(Referring expression data)
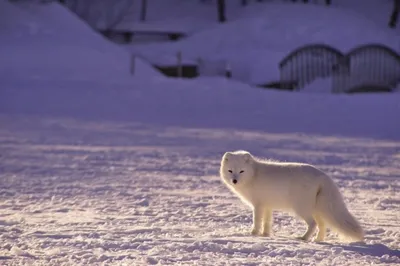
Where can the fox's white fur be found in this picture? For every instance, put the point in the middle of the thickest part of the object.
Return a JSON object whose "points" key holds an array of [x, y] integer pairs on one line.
{"points": [[300, 188]]}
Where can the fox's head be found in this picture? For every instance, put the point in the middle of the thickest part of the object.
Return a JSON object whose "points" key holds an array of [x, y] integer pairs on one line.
{"points": [[237, 168]]}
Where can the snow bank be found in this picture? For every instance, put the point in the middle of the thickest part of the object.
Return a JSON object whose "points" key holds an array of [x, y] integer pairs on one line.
{"points": [[266, 33], [47, 41], [207, 103]]}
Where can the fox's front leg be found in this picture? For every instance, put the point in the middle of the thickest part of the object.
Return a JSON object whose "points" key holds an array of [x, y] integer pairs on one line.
{"points": [[258, 213], [267, 222]]}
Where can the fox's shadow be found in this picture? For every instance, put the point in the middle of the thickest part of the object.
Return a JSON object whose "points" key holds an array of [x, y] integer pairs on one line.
{"points": [[376, 250]]}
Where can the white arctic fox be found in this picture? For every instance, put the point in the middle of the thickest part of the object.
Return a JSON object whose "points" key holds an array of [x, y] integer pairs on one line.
{"points": [[295, 187]]}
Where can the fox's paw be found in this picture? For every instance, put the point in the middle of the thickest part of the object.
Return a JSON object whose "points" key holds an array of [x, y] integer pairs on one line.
{"points": [[254, 232], [265, 234], [302, 238]]}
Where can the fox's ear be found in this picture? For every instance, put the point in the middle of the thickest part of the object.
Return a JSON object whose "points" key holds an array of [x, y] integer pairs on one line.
{"points": [[226, 156], [248, 157]]}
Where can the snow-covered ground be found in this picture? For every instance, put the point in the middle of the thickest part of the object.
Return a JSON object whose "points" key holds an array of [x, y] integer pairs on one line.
{"points": [[262, 34], [103, 168]]}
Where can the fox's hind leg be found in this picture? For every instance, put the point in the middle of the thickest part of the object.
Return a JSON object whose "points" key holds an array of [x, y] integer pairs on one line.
{"points": [[312, 225], [321, 228], [258, 217]]}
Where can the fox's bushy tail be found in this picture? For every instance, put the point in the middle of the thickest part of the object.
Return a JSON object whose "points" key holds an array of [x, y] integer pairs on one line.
{"points": [[332, 209]]}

■ **Aim of the exercise**:
Write out every entry exactly. Pictures do not belong in the copy.

■ **Output**:
Where can the fox's white fur be found in this picture? For every instance, put the point in the middle of the thickest part of the object.
Return a JSON object whose "points" key holds an array of [x, y] integer pairs on one line.
{"points": [[300, 188]]}
Where can the fox's head be found in this picture? For every instance, put the point in the middle of the thickest part of the object.
Return a JSON object whose "points" key holds an array of [x, y] integer pairs on one line.
{"points": [[237, 168]]}
Where can the snow bank be found in this picture? For every instance, put the point in the middle of the thickest part of the object.
Return a JSON object whose "points" key holds an array of [x, y] integer pairs on one line.
{"points": [[266, 33], [47, 41], [207, 103]]}
Where can the fox's front leg be found in this picture? For every instance, put the point in the middle of the thickest part of the object.
Return a JSON object whose "points" key holds an array of [x, y] integer pairs on one line.
{"points": [[258, 213], [267, 222]]}
Where can the fox's shadow be found in this picture? For every instance, put the point in the middle of the thickest part of the object.
Return a JSON object whose "points" key holds an array of [x, y] integer pairs on one line.
{"points": [[376, 250]]}
Where can the white arctic fox be found in this picture? For every instance, put the point in the middle of the thickest part of the object.
Return a JSON object whose "points" key holds an array of [x, y] integer pairs on one line.
{"points": [[295, 187]]}
Where can the fox's paw be found in this picture? For every instance, put the point in the middle of the thickest part of the object.
Return a JSON object whose "points" key holds an array of [x, y] integer pairs on one line.
{"points": [[254, 232], [265, 234], [302, 238]]}
Where can the fox's ear be found in this picture? For every instance, put the point in the middle of the thickest part of the object.
Return a JSON object whose "points" key holds an array of [x, y] integer pairs on one line.
{"points": [[226, 156], [248, 157]]}
Where can the snow-covered ground be found in this picture? For every instance, put the point in the middle of the thickest part of the object.
Return a JSON object whose "points" key holds an array of [x, y] integer pairs on one line.
{"points": [[262, 34], [103, 168]]}
Where can the fox's hind leg be found in this picture? For every instance, put the point in the middle of the thickest part of the object.
Return a JSON object whose "points" key holds an array of [x, y] integer pairs on one line.
{"points": [[312, 225], [321, 228], [258, 217]]}
Where can the fox's bushy tail be found in this picture? For every instance, put the point in the middle of the thickest part of the object.
Return a JSON object whose "points" key holds an array of [x, y] integer pairs on one line.
{"points": [[332, 209]]}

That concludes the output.